What the task requires = Print verbatim the stretch of lines below, from the line containing "Labeling batch C. For the image above, tag the plum skin" through the line containing "(1104, 624)", both of those lines included.

-- Provided material start --

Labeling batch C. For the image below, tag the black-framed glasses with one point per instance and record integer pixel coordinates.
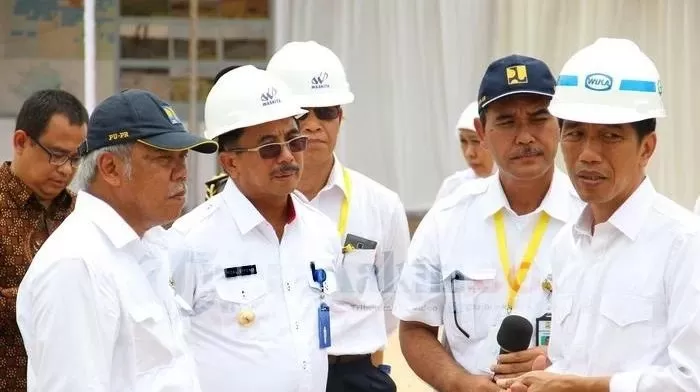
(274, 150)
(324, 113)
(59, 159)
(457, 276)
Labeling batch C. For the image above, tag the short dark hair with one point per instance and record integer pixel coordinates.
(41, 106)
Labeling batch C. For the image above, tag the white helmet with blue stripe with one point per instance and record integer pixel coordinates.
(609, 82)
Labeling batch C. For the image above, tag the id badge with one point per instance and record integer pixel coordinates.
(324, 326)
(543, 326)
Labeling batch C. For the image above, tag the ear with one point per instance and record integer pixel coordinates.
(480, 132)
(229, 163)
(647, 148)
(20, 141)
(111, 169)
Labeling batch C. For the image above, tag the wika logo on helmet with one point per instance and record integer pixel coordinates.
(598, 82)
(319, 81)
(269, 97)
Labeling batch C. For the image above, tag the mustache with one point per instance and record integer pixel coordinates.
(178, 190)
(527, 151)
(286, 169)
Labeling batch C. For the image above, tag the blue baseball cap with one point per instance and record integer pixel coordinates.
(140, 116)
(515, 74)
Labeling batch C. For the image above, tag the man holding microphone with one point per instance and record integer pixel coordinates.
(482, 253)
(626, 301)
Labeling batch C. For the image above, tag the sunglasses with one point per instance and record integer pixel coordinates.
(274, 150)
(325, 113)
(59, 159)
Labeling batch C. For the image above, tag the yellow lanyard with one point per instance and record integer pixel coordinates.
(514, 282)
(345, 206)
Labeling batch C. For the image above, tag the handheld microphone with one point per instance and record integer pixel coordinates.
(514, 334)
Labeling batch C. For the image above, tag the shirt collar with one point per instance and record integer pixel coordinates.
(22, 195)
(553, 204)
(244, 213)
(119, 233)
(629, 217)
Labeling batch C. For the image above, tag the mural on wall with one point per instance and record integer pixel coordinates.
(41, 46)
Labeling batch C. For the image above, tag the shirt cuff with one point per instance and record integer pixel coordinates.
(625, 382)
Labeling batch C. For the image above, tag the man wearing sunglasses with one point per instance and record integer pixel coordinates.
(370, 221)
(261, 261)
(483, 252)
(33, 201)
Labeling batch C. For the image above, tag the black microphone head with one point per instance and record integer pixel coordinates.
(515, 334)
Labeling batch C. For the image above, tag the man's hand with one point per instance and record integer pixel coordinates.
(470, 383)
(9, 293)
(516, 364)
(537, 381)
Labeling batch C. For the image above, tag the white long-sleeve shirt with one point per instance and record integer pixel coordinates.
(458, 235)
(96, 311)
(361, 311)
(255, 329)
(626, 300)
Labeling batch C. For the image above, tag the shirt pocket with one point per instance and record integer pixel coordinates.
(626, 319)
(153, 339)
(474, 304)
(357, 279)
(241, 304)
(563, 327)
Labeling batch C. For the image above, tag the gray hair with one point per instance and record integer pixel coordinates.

-- Provided material end --
-- Provided material start --

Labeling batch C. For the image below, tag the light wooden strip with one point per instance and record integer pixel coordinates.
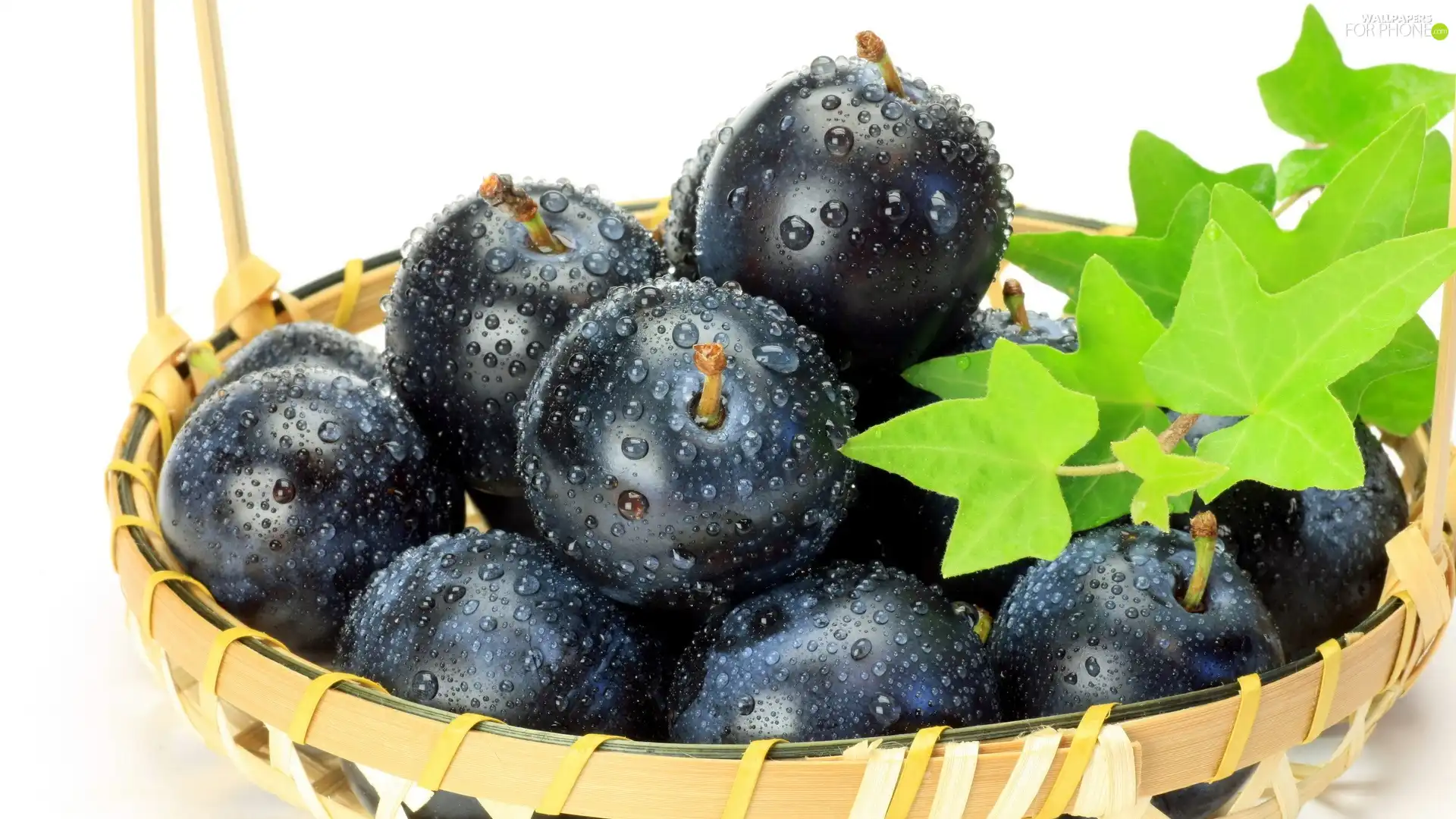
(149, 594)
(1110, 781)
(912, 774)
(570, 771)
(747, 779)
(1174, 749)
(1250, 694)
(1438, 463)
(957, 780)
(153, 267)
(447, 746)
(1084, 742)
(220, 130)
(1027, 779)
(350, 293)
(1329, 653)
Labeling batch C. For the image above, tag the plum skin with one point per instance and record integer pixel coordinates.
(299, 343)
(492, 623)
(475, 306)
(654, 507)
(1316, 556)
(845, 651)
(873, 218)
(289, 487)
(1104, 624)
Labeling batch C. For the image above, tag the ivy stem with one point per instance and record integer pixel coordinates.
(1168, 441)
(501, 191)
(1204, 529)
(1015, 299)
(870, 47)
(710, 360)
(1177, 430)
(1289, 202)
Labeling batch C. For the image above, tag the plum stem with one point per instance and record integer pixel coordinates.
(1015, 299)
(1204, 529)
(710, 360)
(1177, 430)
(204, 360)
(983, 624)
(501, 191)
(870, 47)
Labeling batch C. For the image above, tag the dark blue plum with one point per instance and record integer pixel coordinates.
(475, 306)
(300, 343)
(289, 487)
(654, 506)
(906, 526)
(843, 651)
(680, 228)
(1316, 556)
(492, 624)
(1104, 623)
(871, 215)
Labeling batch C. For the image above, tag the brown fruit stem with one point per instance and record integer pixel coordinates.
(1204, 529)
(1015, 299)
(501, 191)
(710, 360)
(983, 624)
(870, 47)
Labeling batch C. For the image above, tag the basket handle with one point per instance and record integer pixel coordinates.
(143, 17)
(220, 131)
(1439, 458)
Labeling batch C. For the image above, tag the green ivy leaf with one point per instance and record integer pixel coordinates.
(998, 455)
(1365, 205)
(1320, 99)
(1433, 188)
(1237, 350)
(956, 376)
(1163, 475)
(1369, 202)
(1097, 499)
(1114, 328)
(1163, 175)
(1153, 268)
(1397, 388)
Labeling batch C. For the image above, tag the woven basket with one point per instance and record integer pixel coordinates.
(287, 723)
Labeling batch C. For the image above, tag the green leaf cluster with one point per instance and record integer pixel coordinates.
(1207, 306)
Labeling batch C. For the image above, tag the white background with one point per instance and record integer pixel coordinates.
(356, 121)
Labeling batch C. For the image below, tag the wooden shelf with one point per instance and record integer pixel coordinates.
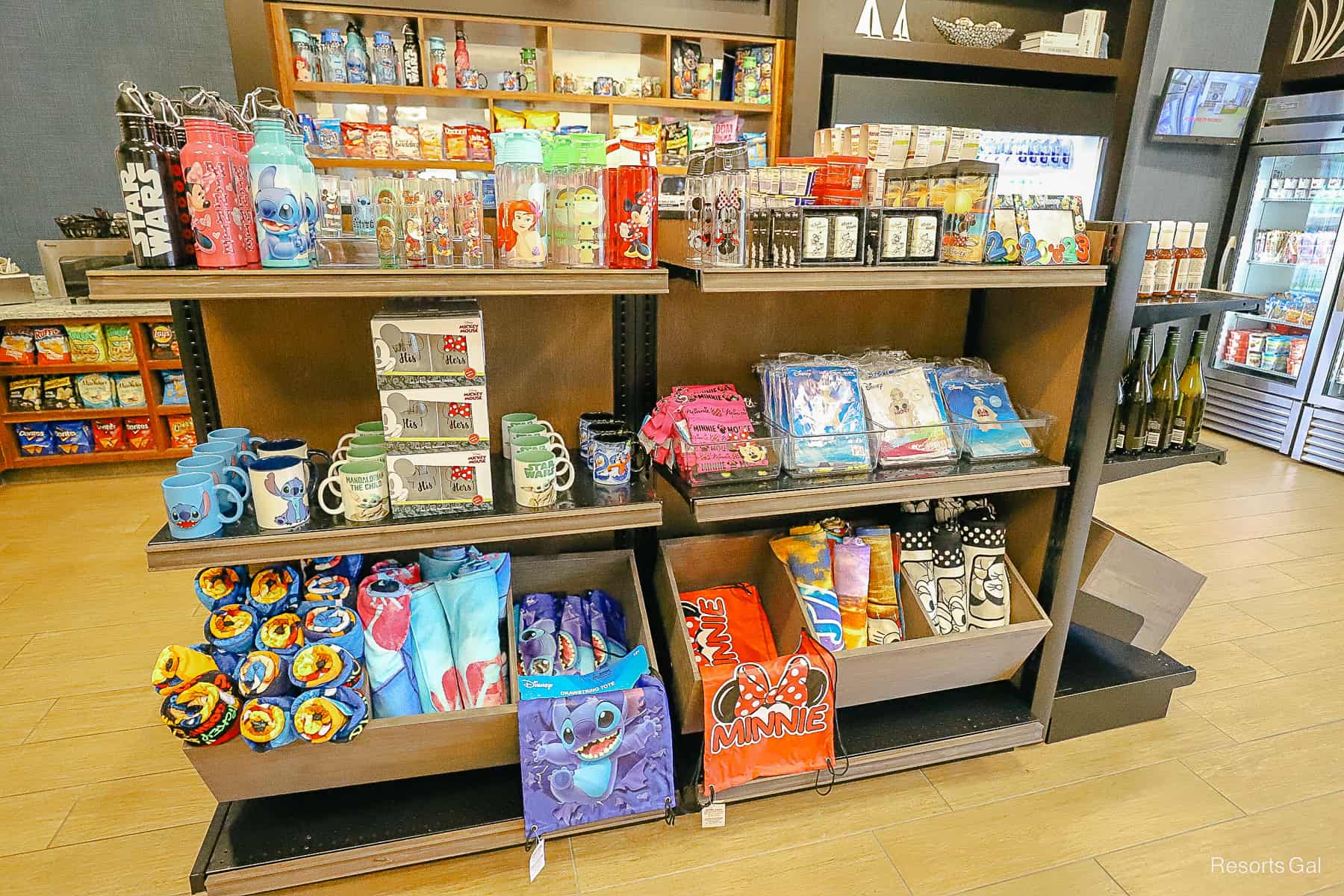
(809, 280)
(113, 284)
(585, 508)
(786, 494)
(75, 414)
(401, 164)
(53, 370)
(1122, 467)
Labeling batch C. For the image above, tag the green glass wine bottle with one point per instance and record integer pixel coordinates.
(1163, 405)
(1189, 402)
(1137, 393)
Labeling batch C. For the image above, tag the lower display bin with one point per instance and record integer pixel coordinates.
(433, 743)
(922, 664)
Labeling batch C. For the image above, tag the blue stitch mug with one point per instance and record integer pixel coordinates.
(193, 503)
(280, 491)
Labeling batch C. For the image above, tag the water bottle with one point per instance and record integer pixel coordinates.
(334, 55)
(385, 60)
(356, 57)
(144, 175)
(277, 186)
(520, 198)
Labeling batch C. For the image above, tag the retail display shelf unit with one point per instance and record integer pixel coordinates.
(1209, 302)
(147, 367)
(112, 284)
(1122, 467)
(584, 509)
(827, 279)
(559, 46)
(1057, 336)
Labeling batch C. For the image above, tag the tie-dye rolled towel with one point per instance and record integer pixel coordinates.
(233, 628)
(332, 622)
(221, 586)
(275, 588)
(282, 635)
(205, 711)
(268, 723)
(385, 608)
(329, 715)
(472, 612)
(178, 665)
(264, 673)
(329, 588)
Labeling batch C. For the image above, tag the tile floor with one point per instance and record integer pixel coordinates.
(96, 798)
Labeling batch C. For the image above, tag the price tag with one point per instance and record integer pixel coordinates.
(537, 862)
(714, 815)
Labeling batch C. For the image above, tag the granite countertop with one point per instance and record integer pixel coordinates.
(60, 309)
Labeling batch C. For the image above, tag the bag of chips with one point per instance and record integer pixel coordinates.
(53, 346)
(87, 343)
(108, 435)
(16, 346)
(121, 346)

-- Provided material end --

Exercise solution =
Labeling batch C. For the image above, tag the plum skin with one point per instance and record integer pixel coordinates.
(299, 343)
(492, 623)
(475, 306)
(654, 507)
(1316, 556)
(845, 651)
(873, 218)
(289, 487)
(1104, 624)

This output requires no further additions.